ENUNCIADO - Continue a partir da última frase o texto sobre os furtos de energia elétrica no Rio de Janeiro.

TEXTO PARA LEITURA -
* * * * * * *

O estado do Rio de Janeiro liderou os furtos de energia elétrica em 2023, segundo levantamento da Associação Brasileira de Distribuidores de Energia Elétrica (Abradee). Segundo o estudo, 11,27 milhões de megawatts-hora (MWh) foram roubados.
Os dados revelam que a cada 100 imóveis, 34 apresentaram desvios de energia, tanto em comunidades como em áreas nobres.
Diante desse cenário, pesquisadores da Universidade Federal Fluminense (UFF), em parceria com a Light, distribuidora de energia do estado, e a empresa TRACEL, desenvolveram um equipamento capaz de identificar desvios de energia com alta precisão e agilidade.
Em entrevista ao Portal iG, o responsável pela criação do equipamento, professor Henrique Henriques, do Programa de Pós-Graduação em Energia Elétrica e Telecomunicações da UFF (PPGEET/UFF), comenta que há três fatores principais que explicam o alto índice de furtos no estado.
“Estudos da UFF em parceria com a Fundação Getúlio Vargas já apontavam uma forte relação entre a violência urbana e os furtos de energia. A situação do Rio de Janeiro, onde grandes áreas são dominadas ou pelo tráfico de drogas ou pela milícia, agrava o problema”, afirma.
Outro fator apontado pelo especialista é a falta de uma estrutura policial específica para dar suporte ao combate dessas irregularidades. “Com a sensação de impunidade, o índice de reincidência é alto, tornando o processo de combate pelas distribuidoras bastante custoso, com grandes investimentos e poucos resultados”, completa.
Os furtos de energia não afetam apenas as distribuidoras, mas também impactam diretamente os consumidores, resultando no aumento das tarifas.

* * * * * * *

TRECHO DE DADOS -

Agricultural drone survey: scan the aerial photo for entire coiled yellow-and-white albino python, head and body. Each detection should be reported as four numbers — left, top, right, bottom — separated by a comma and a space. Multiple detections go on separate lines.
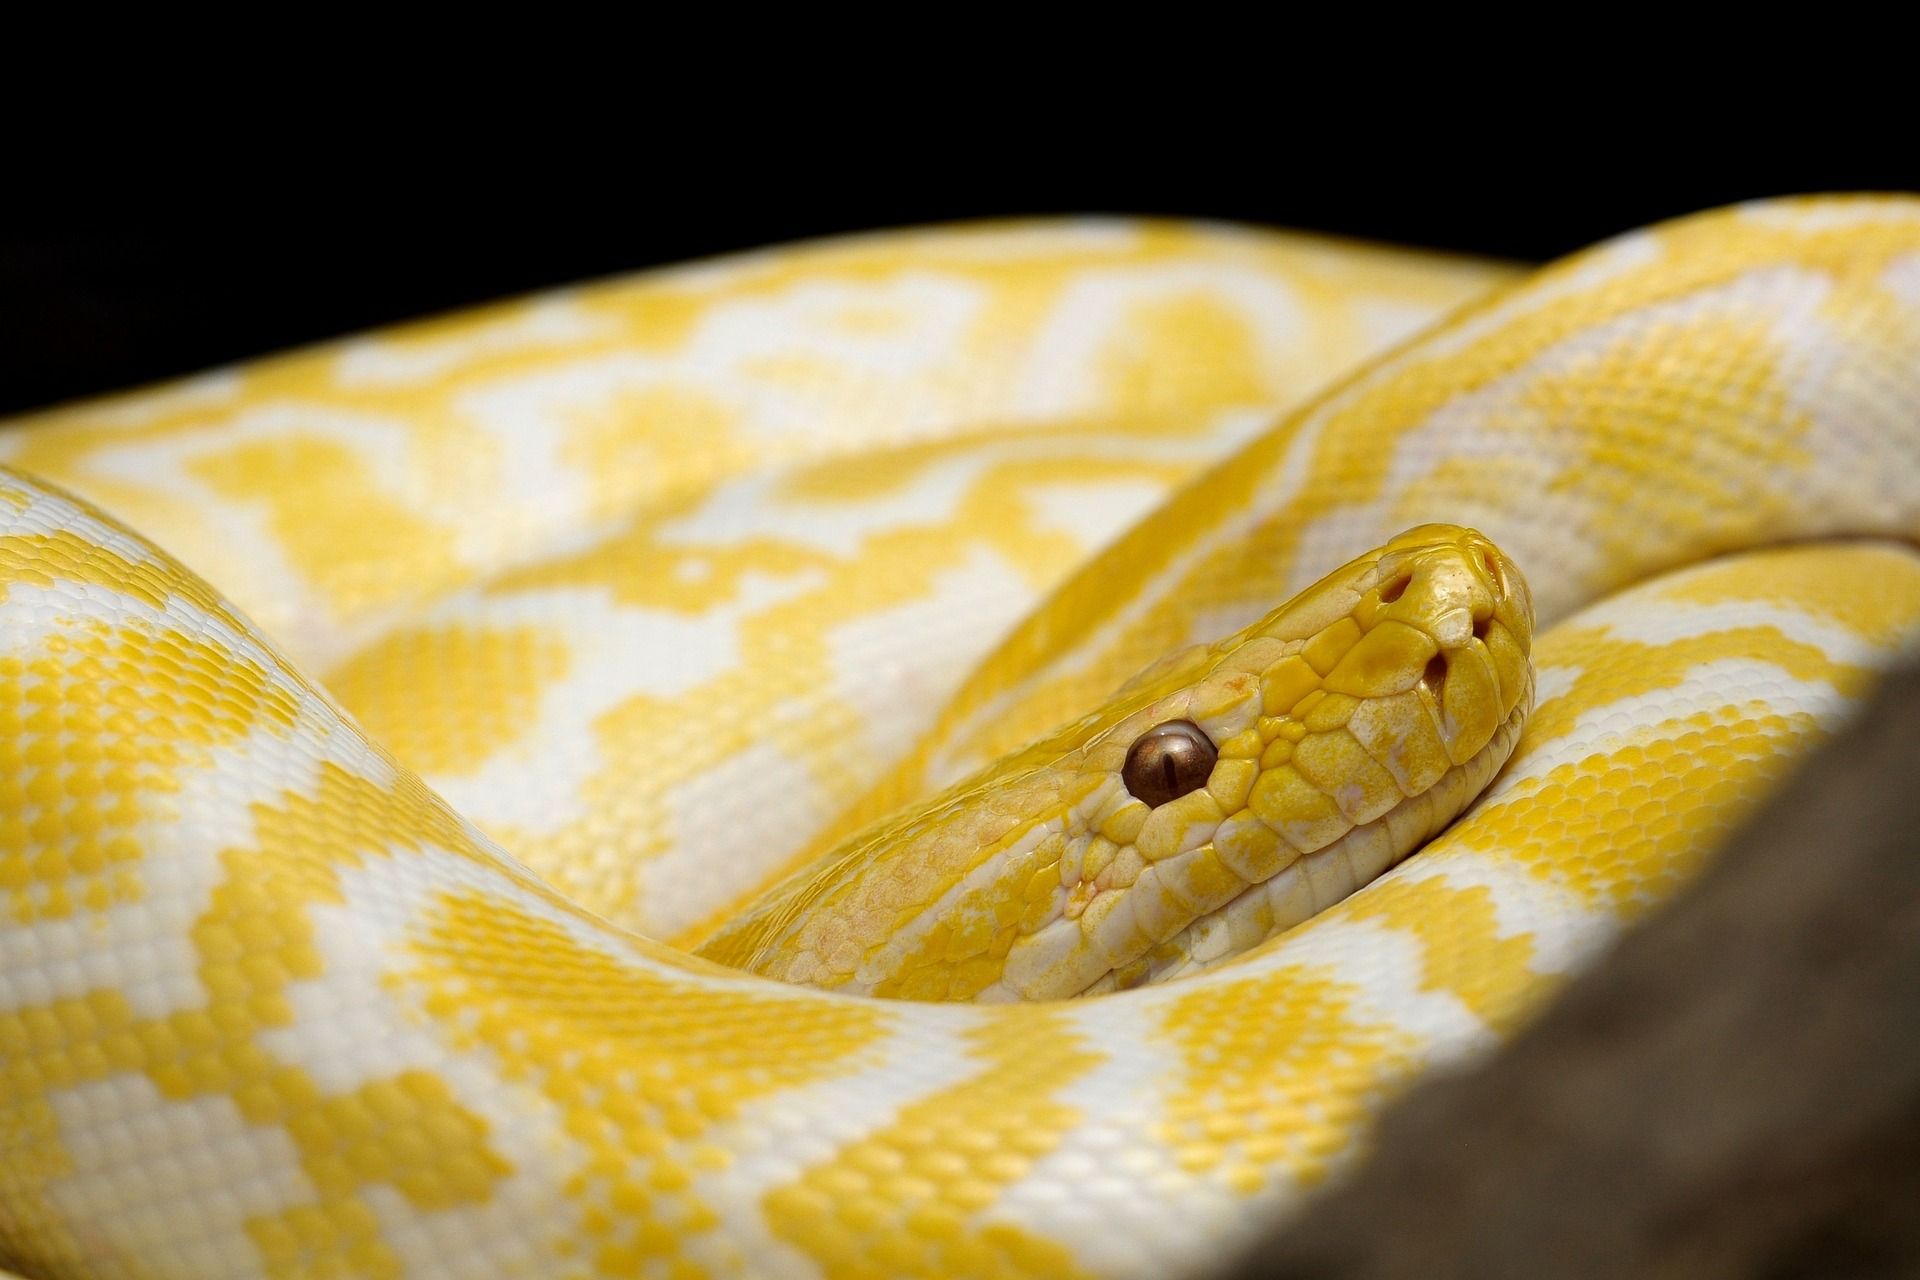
0, 198, 1920, 1280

* * * * * * *

RESPOSTA -
“A agência reguladora, ANEEL, a cada revisão tarifária, faz uma avaliação dos furtos de energia das empresas. Essas perdas, após análise, são classificadas em Perdas Regulatórias e Perdas Reais. As perdas regulatórias são repassadas à tarifa, pois são consideradas como custos não recuperáveis pela distribuidora. Então, de forma simplificada, quanto maior as perdas regulatórias, maior o repasse para as tarifas”, explica Henriques.
Tecnologia contra o crime

A necessidade de uma fiscalização mais eficiente impulsionou a criação de um novo equipamento. Henriques explica que o projeto surgiu para otimizar inspeções e reduzir custos operacionais.
“Como o volume de inspeções em instalações com suspeitas de fraude é muito grande, era necessário reduzir os custos operacionais, aumentando a produtividade das equipes. O equipamento projetado visa exatamente reduzir o tempo de inspeção, melhorar a qualidade dos resultados e diminuir o número de equipes necessárias para cobrir a área de concessão”, explica.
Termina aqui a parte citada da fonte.